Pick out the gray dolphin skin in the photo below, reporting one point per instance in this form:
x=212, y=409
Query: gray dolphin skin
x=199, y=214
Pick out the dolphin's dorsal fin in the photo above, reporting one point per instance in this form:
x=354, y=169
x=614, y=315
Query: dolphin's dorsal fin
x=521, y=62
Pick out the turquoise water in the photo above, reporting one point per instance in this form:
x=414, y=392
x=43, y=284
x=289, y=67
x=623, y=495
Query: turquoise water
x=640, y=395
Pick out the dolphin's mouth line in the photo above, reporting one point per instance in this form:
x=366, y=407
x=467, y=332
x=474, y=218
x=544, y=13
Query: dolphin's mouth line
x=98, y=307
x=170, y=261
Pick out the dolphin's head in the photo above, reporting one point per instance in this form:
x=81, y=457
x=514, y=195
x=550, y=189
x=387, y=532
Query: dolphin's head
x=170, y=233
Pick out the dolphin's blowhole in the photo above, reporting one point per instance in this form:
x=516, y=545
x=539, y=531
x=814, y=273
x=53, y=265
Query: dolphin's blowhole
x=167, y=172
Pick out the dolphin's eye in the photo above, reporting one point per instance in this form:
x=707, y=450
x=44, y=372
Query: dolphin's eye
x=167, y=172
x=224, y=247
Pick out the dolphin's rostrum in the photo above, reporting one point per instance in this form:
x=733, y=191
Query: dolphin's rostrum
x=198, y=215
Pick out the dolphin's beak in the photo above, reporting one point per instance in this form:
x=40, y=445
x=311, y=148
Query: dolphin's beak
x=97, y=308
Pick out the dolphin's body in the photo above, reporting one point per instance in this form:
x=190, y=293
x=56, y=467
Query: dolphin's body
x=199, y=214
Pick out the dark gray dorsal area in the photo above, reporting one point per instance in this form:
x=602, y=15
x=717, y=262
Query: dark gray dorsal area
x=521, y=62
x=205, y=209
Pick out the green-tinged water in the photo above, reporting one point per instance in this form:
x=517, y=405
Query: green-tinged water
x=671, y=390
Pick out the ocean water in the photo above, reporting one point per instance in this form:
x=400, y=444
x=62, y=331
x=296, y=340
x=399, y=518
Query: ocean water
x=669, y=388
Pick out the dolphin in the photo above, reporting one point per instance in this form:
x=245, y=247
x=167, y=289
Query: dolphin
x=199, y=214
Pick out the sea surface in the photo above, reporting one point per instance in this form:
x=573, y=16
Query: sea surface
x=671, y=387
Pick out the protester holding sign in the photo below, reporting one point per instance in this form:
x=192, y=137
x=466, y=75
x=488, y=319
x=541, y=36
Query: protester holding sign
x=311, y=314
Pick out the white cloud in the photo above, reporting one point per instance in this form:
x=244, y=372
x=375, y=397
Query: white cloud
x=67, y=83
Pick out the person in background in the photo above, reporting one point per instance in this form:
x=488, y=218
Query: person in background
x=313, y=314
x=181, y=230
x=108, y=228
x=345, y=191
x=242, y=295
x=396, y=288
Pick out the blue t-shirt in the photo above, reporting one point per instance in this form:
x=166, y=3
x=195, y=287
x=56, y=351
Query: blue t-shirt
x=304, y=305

○ ○ ○

[Task directions]: Go through the data and gather every line that holds "below".

[Reply to the exercise]:
Pick out the gray dolphin skin in the photo below, reporting one point per instance in this form:
Pick out the protester holding sign in the photo below, reporting one point per instance in this form:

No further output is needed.